## TASK DATA:
◇ ◇ ◇ ◇ ◇
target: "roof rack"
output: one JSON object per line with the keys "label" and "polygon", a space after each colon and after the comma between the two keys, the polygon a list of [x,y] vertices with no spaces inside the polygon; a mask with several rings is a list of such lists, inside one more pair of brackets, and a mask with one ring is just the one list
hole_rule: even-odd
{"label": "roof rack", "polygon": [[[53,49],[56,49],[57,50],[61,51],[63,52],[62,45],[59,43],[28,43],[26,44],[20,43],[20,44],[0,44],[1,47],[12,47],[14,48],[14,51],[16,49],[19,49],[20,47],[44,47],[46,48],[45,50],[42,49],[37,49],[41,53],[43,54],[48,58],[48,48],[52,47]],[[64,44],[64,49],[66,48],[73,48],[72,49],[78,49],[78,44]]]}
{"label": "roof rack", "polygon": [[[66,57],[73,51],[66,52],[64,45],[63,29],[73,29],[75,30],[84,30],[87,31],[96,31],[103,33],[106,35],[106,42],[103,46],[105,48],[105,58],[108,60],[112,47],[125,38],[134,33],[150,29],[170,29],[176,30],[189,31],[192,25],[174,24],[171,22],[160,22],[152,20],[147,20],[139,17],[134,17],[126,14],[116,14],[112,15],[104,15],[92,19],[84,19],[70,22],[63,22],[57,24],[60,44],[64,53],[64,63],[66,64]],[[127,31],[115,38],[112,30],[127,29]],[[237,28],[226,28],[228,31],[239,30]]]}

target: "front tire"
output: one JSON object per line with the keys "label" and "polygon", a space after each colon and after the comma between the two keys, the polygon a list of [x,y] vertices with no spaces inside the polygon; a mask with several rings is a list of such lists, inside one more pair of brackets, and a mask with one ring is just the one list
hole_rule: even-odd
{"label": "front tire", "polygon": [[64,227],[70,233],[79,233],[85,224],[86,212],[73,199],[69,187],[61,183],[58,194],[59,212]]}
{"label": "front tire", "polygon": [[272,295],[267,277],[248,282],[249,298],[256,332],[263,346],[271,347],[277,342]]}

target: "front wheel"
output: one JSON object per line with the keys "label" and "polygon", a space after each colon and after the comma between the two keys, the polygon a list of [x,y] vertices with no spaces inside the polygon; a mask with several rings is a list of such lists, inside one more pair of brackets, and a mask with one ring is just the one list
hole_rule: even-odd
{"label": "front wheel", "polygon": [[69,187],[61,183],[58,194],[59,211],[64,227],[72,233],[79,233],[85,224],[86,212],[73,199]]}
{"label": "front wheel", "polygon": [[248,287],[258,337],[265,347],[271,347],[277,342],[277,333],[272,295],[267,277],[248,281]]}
◇ ◇ ◇ ◇ ◇
## WHAT IS BEING ASKED:
Please output the entries above, every line exactly as it reads.

## EXERCISE ANSWER:
target: "roof rack"
output: one JSON object per line with the keys "label" and "polygon", a space after each colon and after the comma between the two keys, the polygon a list of [x,y] vertices with no spaces inside the polygon; a mask with several rings is a list of such lists, inside one more pair of brackets, and a mask with one ring is just the one list
hole_rule: even-odd
{"label": "roof rack", "polygon": [[[53,49],[56,49],[57,50],[61,51],[63,52],[62,45],[59,43],[28,43],[26,44],[20,43],[20,44],[0,44],[1,47],[12,47],[14,48],[14,51],[16,49],[19,49],[20,47],[44,47],[46,48],[45,50],[42,49],[37,49],[41,53],[43,54],[48,58],[48,48],[52,47]],[[64,44],[64,49],[66,48],[73,48],[72,49],[78,49],[78,44]]]}
{"label": "roof rack", "polygon": [[[66,57],[73,51],[66,52],[64,45],[63,29],[73,29],[75,30],[84,30],[87,31],[96,31],[103,33],[106,35],[106,42],[103,46],[105,48],[105,58],[108,60],[112,47],[125,38],[134,33],[150,29],[170,29],[176,30],[189,31],[192,25],[174,24],[171,22],[160,22],[152,20],[147,20],[139,17],[134,17],[126,14],[116,14],[112,15],[104,15],[92,19],[84,19],[70,22],[63,22],[57,24],[60,44],[64,53],[64,63],[66,64]],[[127,31],[115,38],[112,30],[127,29]],[[237,28],[226,28],[228,31],[239,30]]]}

target: "front tire"
output: one JSON object per line with the keys "label" and "polygon", a space after each colon and after the comma between the two keys, the polygon a list of [x,y] vertices with no spaces inside the polygon; a mask with several rings is a list of such lists, inside one more pair of brackets, and a mask with one ring is just the one list
hole_rule: even-odd
{"label": "front tire", "polygon": [[64,227],[70,233],[79,233],[85,224],[86,212],[73,199],[69,187],[61,183],[58,194],[59,212]]}
{"label": "front tire", "polygon": [[272,295],[267,277],[248,282],[249,298],[256,332],[263,346],[271,347],[277,342]]}

target: "front wheel"
output: one JSON object per line with the keys "label" and "polygon", a space after each colon and after the comma between the two keys, the polygon a list of [x,y] vertices with no spaces inside the polygon; a mask with several rings is a list of such lists, inside one more pair of brackets, and a mask with one ring is just the one list
hole_rule: even-odd
{"label": "front wheel", "polygon": [[69,187],[61,183],[58,194],[59,211],[64,227],[72,233],[79,233],[85,224],[86,212],[73,199]]}
{"label": "front wheel", "polygon": [[248,287],[258,337],[265,347],[271,347],[277,342],[277,333],[272,295],[267,277],[248,281]]}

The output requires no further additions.